■ ACTIVITY
Your copy should match the entries exactly, with the pictures left out.

■ GIVEN INFORMATION
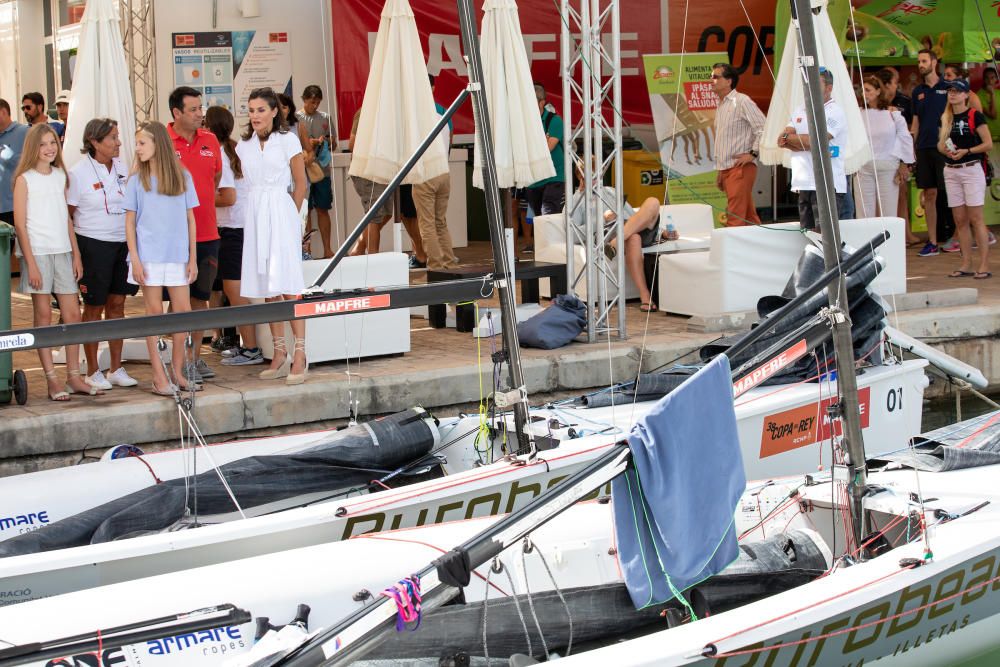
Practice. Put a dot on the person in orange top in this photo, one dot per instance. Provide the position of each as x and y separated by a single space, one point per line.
200 153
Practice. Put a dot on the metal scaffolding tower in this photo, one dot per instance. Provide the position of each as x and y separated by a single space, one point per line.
140 53
591 75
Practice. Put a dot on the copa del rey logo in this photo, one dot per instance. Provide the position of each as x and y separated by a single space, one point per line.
336 306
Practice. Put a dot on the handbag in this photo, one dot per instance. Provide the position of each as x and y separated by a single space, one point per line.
315 172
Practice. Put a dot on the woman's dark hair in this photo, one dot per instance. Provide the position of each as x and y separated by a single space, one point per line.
287 102
279 124
96 130
220 122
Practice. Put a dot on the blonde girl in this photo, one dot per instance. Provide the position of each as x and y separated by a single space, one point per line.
160 232
47 247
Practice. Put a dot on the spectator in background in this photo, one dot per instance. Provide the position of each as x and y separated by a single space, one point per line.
12 136
160 199
929 101
33 106
892 149
952 72
46 241
897 101
796 139
738 126
988 100
96 198
288 110
230 204
271 157
965 140
316 125
369 191
62 106
199 152
431 200
548 196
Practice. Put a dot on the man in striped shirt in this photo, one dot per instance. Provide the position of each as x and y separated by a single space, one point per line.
738 126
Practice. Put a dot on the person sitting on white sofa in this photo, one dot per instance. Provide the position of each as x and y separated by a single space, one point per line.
641 230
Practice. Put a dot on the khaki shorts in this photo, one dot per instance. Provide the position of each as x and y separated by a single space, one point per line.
57 275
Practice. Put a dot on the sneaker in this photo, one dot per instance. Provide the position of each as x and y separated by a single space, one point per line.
121 378
245 357
99 381
203 369
191 373
222 343
929 250
950 246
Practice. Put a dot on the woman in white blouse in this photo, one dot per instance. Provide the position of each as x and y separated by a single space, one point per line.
892 150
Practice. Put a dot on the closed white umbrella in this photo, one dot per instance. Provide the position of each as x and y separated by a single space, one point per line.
398 110
522 153
789 94
101 85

■ RESULT
Practice. Put a dot on the person in orange top in this photo, one dot per instance. Provide the position of each as x and y separated by a single space, one point per line.
200 153
Practice. Put a dot on the metal scaffolding tower in this photo, one dot per instance. Provide the position of each as x and y separated by a single space, one point per line.
140 53
591 75
Practice. Put a dot on the copa del rey logo in this photo, one dot per instance. Provide the position of each as x and y separated by a single space, one point per line.
336 306
Practice. Put a dot on the handbag in this photo, one dot per instance. Provide the position of each as x and y separated by a single space, one point per line.
315 172
Practice. Put a dot on the woman's dark hair in this photo, one dot per instance. Provide the position of each as x and y separated by a single space, one point per line.
287 102
279 124
96 130
220 122
Practice. Put a dot on the blonde girl in this photo, one dot per instance. Provide the position of each as x and y separated by a single space, one point per line.
160 232
47 247
Practice. Put a dot on the spectator in background in this photo, one dot per instance. Provide the position of each as x and y separated by a single space, one point per line.
12 136
160 199
929 101
33 106
892 149
952 72
46 241
897 101
796 139
738 126
988 100
96 198
288 110
230 204
271 157
965 140
316 125
369 191
62 106
199 152
431 200
548 196
Practice. Put a dot on the man in striped shirt in this photo, one dot per instance. Provide the position of each as x and y separated by a single space, one point per line.
738 126
Practice. Put a dot on the person sitting on white sofa in this photo, one dot per instance. Provide the position of each as x and y separated by a single space, one point per line.
641 230
Practice. Put a dot on the khaki shorts in this photo, one dot per instance. Provide the position of each as x and y separated by a single space, one point per line.
57 275
Practice. Put a dot on the sneaker in this photo, one dot per instance. Provide the position of each as x and y separated by a single space, one point per line.
121 378
245 357
99 381
203 369
191 373
222 343
929 250
950 246
Practice. Put a dot on the woman in white blouse in this photo, one dot per instance. Provide the position of each as x and y separated by a single space, one point per line.
892 150
Practice. Put a dot on the closed white umbrella in this photo, one dot per instance. Provide the position of each as x and y separated by a single space, one point per line.
398 110
522 153
789 94
101 85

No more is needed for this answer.